■ **Document**
■ ■ ■ ■ ■
Inspired by the success of “Restaurant Week” in New York, Los Angeles, Miami, London, and other countries, Michelin-starred chef Alain Ducasse organized this year’s restaurant fête through his company Alain Ducasse Entreprise. Most, if not all, of his restaurants are included in the operation including Benoit, Spoon, Aux Lyonnais, Le Relais du Parc, Le Relais Plaza, and La Bastide de Moustiers. Additional crème de la crème chefs include Guy Savoy, Hélène Darroze, Anne-Sophie Pic, Joël Robuchon, Pierre Gagnaire, Paul Bocuse, and others.

I find myself wondering why “Restaurant Week” has not appeared in France until now. Perhaps the reason is that every week is in effect ‘restaurant week’ in this country where food and wine are almost a religion. But making such an idea official and offering attractive prices is certainly a creative idea, especially during these slow economic times. And if anyone has the ability to pull his confrères together to make such an event happen, Monsieur Ducasse certainly does.
■ ■ ■ ■ ■
Annotated coordinate records
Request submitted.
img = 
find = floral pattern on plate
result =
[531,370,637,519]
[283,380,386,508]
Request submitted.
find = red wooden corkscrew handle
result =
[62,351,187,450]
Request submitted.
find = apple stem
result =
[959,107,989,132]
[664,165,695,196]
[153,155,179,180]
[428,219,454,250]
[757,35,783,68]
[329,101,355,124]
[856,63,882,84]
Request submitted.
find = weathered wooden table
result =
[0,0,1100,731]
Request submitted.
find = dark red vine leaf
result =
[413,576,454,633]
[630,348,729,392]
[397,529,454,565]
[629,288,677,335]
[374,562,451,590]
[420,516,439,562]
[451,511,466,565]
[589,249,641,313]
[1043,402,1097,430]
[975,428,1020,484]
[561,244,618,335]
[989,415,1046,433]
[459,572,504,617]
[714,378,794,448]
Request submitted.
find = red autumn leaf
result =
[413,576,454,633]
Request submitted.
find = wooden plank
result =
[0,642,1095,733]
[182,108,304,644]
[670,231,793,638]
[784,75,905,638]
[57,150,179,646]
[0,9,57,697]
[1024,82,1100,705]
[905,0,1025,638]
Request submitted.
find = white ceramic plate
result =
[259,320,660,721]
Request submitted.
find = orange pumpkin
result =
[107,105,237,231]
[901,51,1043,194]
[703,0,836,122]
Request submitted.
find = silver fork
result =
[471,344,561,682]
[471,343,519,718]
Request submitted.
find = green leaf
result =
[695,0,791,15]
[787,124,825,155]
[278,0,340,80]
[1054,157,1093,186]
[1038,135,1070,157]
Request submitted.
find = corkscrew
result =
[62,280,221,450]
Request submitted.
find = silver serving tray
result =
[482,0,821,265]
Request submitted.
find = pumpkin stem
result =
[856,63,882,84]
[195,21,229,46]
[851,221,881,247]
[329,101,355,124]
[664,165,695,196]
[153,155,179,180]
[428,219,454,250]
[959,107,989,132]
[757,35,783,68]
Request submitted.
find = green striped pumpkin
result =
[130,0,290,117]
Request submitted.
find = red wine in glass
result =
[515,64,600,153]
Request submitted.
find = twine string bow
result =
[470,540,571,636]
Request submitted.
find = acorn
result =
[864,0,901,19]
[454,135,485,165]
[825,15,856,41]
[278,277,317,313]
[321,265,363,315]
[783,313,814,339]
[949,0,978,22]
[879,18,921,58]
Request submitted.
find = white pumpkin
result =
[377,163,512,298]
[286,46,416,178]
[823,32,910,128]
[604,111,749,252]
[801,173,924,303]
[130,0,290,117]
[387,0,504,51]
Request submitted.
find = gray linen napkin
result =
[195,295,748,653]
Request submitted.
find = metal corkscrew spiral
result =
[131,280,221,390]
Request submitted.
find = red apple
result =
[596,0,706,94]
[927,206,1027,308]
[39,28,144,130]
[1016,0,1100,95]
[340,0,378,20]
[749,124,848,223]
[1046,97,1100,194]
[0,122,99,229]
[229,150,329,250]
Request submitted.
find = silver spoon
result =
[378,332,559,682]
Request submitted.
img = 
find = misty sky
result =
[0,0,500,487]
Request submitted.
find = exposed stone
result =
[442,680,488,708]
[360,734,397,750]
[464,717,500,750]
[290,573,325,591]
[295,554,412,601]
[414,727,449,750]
■ ■ ■ ■ ■
Print the French restaurant week text in full, word for word.

Inspired by the success of “Restaurant Week” in New York, Los Angeles, Miami, London, and other countries, Michelin-starred chef Alain Ducasse organized this year’s restaurant fête through his company Alain Ducasse Entreprise. Most, if not all, of his restaurants are included in the operation including Benoit, Spoon, Aux Lyonnais, Le Relais du Parc, Le Relais Plaza, and La Bastide de Moustiers. Additional crème de la crème chefs include Guy Savoy, Hélène Darroze, Anne-Sophie Pic, Joël Robuchon, Pierre Gagnaire, Paul Bocuse, and others.

I find myself wondering why “Restaurant Week” has not appeared in France until now. Perhaps the reason is that every week is in effect ‘restaurant week’ in this country where food and wine are almost a religion. But making such an idea official and offering attractive prices is certainly a creative idea, especially during these slow economic times. And if anyone has the ability to pull his confrères together to make such an event happen, Monsieur Ducasse certainly does.